— Passage shown —
* * * *

Genome Medicine (May 2021)

Single-cell characterization of macrophages in glioblastoma reveals MARCO as a mesenchymal pro-tumor marker

  • Andrew X. Chen,
  • Robyn D. Gartrell,
  • Junfei Zhao,
  • Pavan S. Upadhyayula,
  • Wenting Zhao,
  • Jinzhou Yuan,
  • Hanna E. Minns,
  • Athanassios Dovas,
  • Jeffrey N. Bruce,
  • Anna Lasorella,
  • Antonio Iavarone,
  • Peter Canoll,
  • Peter A. Sims,
  • Raul Rabadan

DOI
https://doi.org/10.1186/s13073-021-00906-x
Journal volume & issue
Vol. 13, no. 1
pp. 1 – 13

Abstract

Read online

Abstract Background Macrophages are the most common infiltrating immune cells in gliomas and play a wide variety of pro-tumor and anti-tumor roles. However, the different subpopulations of macrophages and their effects on the tumor microenvironment remain poorly understood. Methods We combined new and previously published single-cell RNA-seq data from 98,015 single cells from a total of 66 gliomas to profile 19,331 individual macrophages. Results Unsupervised clustering revealed a pro-tumor subpopulation of bone marrow-derived macrophages characterized by the scavenger receptor MARCO, which is almost exclusively found in IDH1-wild-type glioblastomas. Previous studies have implicated MARCO as an unfavorable marker in melanoma and non-small cell lung cancer; here, we find that bulk MARCO expression is associated with worse prognosis and mesenchymal subtype. Furthermore, MARCO expression is significantly altered over the course of treatment with anti-PD1 checkpoint inhibitors in a response-dependent manner, which we validate with immunofluorescence imaging. Conclusions These findings illustrate a novel macrophage subpopulation that drives tumor progression in glioblastomas and suggest potential therapeutic targets to prevent their recruitment.

* * * *

— Listed entries —

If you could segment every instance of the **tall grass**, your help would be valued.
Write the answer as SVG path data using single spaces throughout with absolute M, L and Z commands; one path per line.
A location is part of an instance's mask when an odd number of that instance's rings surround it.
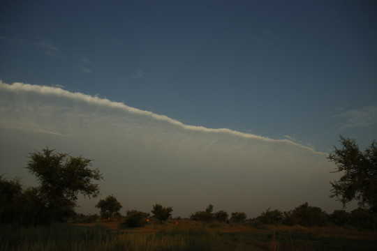
M 205 229 L 143 234 L 57 223 L 29 228 L 1 225 L 0 250 L 210 250 L 213 238 Z

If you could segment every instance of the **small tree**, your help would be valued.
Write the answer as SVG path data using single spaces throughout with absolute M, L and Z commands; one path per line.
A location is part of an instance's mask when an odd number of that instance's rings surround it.
M 195 221 L 202 221 L 205 222 L 210 222 L 214 220 L 214 215 L 212 213 L 214 206 L 208 205 L 205 211 L 197 211 L 190 215 L 190 219 Z
M 246 215 L 243 212 L 232 213 L 230 216 L 230 221 L 232 222 L 243 222 L 246 220 Z
M 74 158 L 67 153 L 54 153 L 48 148 L 30 154 L 26 169 L 39 181 L 38 195 L 40 201 L 33 214 L 33 220 L 43 206 L 47 206 L 52 218 L 64 208 L 76 205 L 77 195 L 96 197 L 99 185 L 92 181 L 102 179 L 98 169 L 91 169 L 91 160 Z
M 140 227 L 147 223 L 149 214 L 137 210 L 128 210 L 126 212 L 124 225 L 127 227 Z
M 330 197 L 346 204 L 354 199 L 360 206 L 377 214 L 377 144 L 375 140 L 364 153 L 355 139 L 340 136 L 341 149 L 329 155 L 330 161 L 335 162 L 334 172 L 343 173 L 338 181 L 330 182 Z
M 163 223 L 168 220 L 171 215 L 172 212 L 172 206 L 163 207 L 159 204 L 153 205 L 153 209 L 151 211 L 153 213 L 153 216 Z
M 283 222 L 284 216 L 283 213 L 279 210 L 269 211 L 269 208 L 262 213 L 260 216 L 258 216 L 256 220 L 264 224 L 280 224 Z
M 226 211 L 221 210 L 214 214 L 216 220 L 219 222 L 225 222 L 228 220 L 229 215 Z
M 320 208 L 309 206 L 307 202 L 285 212 L 287 225 L 300 225 L 304 227 L 323 227 L 327 223 L 327 215 Z
M 96 207 L 100 209 L 102 218 L 112 218 L 122 206 L 113 195 L 109 195 L 106 199 L 100 200 Z

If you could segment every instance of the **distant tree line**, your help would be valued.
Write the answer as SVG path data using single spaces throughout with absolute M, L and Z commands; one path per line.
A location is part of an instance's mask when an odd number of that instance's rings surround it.
M 305 202 L 289 211 L 268 208 L 257 218 L 246 220 L 243 212 L 230 215 L 223 210 L 214 212 L 214 206 L 209 204 L 205 210 L 192 213 L 190 220 L 205 223 L 247 222 L 254 225 L 353 226 L 376 230 L 377 144 L 373 141 L 362 152 L 354 139 L 340 137 L 341 148 L 334 146 L 328 160 L 335 164 L 334 172 L 343 175 L 339 181 L 330 182 L 330 197 L 340 201 L 343 207 L 357 200 L 357 208 L 350 212 L 336 210 L 327 214 L 320 208 Z M 24 188 L 20 178 L 6 178 L 3 174 L 0 175 L 0 223 L 47 225 L 52 221 L 77 218 L 74 208 L 78 194 L 89 197 L 99 194 L 99 186 L 94 182 L 101 180 L 103 176 L 98 169 L 90 169 L 91 161 L 82 156 L 74 158 L 67 153 L 55 153 L 48 148 L 31 153 L 26 169 L 36 176 L 39 185 Z M 122 206 L 112 195 L 101 199 L 96 207 L 100 209 L 103 219 L 122 218 L 119 213 Z M 124 225 L 127 227 L 142 227 L 150 220 L 163 224 L 171 218 L 172 211 L 172 206 L 164 207 L 159 204 L 152 206 L 151 216 L 149 213 L 128 210 Z M 89 219 L 97 220 L 95 215 Z

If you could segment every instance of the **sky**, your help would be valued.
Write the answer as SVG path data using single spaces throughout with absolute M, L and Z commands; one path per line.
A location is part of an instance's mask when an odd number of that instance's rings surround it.
M 377 139 L 372 1 L 2 1 L 0 173 L 48 146 L 127 209 L 328 213 L 339 135 Z

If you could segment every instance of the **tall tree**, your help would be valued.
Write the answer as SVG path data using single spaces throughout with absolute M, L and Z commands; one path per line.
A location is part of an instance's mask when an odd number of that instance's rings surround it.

* * * *

— Exercise set —
(a) Summarize the glioblastoma macrophage abstract in two sentences.
(b) Rewrite the paragraph of the glioblastoma macrophage abstract that begins "Abstract Background Macrophages are the most common" as a short list that keeps its main facts.
(c) According to the glioblastoma macrophage abstract, how many individual macrophages were profiled?

— Task results —
(a) Using single-cell RNA-seq data from 98,015 cells across 66 gliomas, the study profiled 19,331 macrophages and identified a pro-tumor subpopulation of bone marrow-derived macrophages marked by the scavenger receptor MARCO, found almost exclusively in IDH1-wild-type glioblastomas. Bulk MARCO expression was associated with worse prognosis and the mesenchymal subtype, and it changed significantly during anti-PD1 checkpoint inhibitor treatment in a response-dependent manner.

(b)
- Background: Macrophages are the most common infiltrating immune cells in gliomas and have both pro-tumor and anti-tumor roles, but their subpopulations and effects on the tumor microenvironment are poorly understood.
- Methods: New and previously published single-cell RNA-seq data were combined, covering 98,015 cells from 66 gliomas and profiling 19,331 macrophages.
- Results: Unsupervised clustering revealed a pro-tumor subpopulation of bone marrow-derived macrophages marked by MARCO, found almost only in IDH1-wild-type glioblastomas.
- Results: Bulk MARCO expression is linked to worse prognosis and the mesenchymal subtype.
- Results: MARCO expression changes significantly during anti-PD1 checkpoint inhibitor treatment in a response-dependent manner, which was validated with immunofluorescence imaging.
- Conclusions: This newly identified macrophage subpopulation drives tumor progression in glioblastomas and points to possible therapeutic targets to prevent its recruitment.

(c) 19,331 individual macrophages were profiled.